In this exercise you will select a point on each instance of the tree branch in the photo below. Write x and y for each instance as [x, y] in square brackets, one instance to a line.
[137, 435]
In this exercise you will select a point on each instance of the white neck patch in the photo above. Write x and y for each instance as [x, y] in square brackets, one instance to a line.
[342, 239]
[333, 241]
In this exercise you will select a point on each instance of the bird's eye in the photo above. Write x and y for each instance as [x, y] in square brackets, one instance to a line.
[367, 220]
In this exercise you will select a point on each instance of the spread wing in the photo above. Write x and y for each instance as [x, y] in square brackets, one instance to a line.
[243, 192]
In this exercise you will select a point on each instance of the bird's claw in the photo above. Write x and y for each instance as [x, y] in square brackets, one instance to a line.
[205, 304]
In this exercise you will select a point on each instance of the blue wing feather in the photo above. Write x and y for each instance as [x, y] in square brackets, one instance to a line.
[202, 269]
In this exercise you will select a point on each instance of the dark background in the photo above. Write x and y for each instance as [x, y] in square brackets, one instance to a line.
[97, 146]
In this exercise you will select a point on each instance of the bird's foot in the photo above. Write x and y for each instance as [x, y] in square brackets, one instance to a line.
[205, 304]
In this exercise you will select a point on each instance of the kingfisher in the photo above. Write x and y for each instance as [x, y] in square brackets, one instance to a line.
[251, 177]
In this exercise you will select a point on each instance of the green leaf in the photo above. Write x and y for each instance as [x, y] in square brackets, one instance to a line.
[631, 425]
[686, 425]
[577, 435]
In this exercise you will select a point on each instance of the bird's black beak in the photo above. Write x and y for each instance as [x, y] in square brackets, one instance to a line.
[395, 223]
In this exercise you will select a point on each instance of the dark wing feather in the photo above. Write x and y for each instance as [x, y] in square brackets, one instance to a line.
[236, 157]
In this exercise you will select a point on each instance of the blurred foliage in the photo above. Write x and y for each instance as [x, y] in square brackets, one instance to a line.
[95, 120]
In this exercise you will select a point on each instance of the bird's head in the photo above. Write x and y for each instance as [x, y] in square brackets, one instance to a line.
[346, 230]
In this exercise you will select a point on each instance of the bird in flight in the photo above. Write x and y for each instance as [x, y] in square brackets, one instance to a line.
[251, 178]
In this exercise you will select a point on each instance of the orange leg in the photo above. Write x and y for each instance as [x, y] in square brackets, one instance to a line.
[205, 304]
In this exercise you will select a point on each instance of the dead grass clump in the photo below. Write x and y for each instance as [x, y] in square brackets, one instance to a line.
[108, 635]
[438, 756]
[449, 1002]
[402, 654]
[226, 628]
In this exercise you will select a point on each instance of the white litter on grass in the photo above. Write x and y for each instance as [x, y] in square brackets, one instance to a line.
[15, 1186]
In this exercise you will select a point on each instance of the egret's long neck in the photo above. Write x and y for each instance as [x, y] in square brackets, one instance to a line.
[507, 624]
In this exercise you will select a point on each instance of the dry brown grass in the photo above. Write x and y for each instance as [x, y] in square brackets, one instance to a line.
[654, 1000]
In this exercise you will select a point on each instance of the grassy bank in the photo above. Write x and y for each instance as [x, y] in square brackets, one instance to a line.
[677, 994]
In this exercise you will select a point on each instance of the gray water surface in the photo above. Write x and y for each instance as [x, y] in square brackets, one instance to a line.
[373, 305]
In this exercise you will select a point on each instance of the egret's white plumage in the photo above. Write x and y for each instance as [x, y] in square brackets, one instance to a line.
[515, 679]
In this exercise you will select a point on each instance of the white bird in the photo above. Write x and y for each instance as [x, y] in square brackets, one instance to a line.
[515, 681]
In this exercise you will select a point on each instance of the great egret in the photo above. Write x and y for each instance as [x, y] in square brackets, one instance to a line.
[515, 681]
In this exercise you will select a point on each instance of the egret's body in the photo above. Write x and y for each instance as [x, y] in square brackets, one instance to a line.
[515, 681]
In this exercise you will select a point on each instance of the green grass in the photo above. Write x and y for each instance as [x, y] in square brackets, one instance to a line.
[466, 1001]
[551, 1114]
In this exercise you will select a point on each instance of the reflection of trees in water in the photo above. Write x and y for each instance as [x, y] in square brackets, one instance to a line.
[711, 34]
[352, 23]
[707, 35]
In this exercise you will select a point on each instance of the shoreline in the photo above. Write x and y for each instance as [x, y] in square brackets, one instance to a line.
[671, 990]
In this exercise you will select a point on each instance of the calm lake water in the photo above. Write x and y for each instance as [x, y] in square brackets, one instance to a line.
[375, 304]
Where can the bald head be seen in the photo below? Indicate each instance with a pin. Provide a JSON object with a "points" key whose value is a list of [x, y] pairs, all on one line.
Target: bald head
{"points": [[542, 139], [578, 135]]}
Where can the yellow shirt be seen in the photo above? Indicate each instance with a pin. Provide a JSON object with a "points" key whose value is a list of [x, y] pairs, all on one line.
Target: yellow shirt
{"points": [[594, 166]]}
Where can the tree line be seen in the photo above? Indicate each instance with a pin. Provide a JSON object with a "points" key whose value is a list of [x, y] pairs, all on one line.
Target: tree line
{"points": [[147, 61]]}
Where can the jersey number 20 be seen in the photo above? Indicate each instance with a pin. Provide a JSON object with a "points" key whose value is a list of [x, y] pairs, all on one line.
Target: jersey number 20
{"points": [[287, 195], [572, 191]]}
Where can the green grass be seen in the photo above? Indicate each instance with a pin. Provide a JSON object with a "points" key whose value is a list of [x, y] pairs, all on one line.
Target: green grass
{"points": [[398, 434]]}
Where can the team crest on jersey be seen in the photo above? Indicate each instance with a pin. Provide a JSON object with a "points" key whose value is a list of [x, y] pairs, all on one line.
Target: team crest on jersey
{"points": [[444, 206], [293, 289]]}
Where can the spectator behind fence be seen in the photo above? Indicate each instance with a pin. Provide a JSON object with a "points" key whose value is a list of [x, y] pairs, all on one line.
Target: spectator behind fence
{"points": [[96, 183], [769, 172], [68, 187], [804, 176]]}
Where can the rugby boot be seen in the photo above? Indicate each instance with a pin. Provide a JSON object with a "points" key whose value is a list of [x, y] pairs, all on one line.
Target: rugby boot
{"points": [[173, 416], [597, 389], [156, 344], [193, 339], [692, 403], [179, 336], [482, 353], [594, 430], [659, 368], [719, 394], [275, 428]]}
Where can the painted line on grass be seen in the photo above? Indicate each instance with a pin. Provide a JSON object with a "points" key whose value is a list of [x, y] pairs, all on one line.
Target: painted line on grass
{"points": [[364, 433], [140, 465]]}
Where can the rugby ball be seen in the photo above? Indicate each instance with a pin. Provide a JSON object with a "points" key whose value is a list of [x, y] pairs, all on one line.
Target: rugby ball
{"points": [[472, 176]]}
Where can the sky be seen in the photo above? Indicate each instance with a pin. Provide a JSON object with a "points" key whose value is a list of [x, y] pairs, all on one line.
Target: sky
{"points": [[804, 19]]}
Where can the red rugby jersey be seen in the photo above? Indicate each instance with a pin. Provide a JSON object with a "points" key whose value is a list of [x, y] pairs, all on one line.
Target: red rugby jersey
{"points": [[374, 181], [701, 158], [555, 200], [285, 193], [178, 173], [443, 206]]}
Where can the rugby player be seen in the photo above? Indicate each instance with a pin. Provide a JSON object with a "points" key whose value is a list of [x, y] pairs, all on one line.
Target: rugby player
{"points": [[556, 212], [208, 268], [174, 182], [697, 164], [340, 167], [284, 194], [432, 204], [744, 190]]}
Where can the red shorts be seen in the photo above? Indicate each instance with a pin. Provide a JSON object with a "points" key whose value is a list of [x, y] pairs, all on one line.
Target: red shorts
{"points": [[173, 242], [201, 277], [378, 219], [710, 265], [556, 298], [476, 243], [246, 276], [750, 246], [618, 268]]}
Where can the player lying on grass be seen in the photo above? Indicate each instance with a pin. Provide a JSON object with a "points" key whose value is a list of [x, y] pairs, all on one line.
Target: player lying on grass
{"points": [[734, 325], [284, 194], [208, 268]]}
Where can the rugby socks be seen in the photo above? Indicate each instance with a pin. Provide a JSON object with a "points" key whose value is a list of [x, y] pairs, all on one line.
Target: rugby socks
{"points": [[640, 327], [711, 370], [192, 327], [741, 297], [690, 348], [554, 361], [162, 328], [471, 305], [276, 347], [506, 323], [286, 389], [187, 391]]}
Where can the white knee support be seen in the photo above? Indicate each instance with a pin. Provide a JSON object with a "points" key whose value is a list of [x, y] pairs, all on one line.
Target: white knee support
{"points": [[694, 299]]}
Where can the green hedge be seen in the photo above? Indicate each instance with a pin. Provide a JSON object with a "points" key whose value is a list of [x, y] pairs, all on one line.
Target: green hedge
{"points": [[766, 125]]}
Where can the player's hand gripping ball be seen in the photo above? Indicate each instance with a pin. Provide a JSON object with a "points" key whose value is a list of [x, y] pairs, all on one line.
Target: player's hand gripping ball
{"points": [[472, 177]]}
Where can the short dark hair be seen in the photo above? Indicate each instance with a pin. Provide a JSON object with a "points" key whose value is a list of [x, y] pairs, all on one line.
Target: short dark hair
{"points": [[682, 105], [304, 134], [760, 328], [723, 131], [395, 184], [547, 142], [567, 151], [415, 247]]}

◇ ◇ ◇

Task item:
The lines from the one holding "Target: rugby socks" to the final line of the entries, both included, are what should be output, exactly and alone.

Exercise result:
Target: rugby socks
{"points": [[640, 327], [711, 370], [192, 327], [741, 297], [690, 348], [554, 361], [162, 328], [471, 305], [276, 347], [506, 323], [286, 389], [187, 391]]}
Where can the white knee support be seen in the photo above? Indicate each instance with a pin. Provide a JSON object with a "points" key whose value is a list of [x, y] pairs, all on one line.
Target: white knee support
{"points": [[694, 299]]}
Where can the green hedge be seen in the photo above? Indicate each instance with a pin. Provide a JSON object with a "points" key whose value is a list of [x, y] pairs, all on one line.
Target: green hedge
{"points": [[766, 125]]}
Where can the player's hand gripping ball be seen in the photo above? Indicate each instance with a pin. Provide a JSON object with a "points" key whose value is a list of [x, y] pairs, all on one line.
Target: player's hand gripping ball
{"points": [[472, 177]]}
Where can the short dark hair be seen in the photo above? Indicate each instance with a pin. Provide a JSON object with a "points" key whose value is a list of [x, y] pairs, all on one line.
Target: short dark hair
{"points": [[682, 105], [304, 134], [760, 328], [723, 131], [395, 184], [547, 142], [567, 151], [415, 247]]}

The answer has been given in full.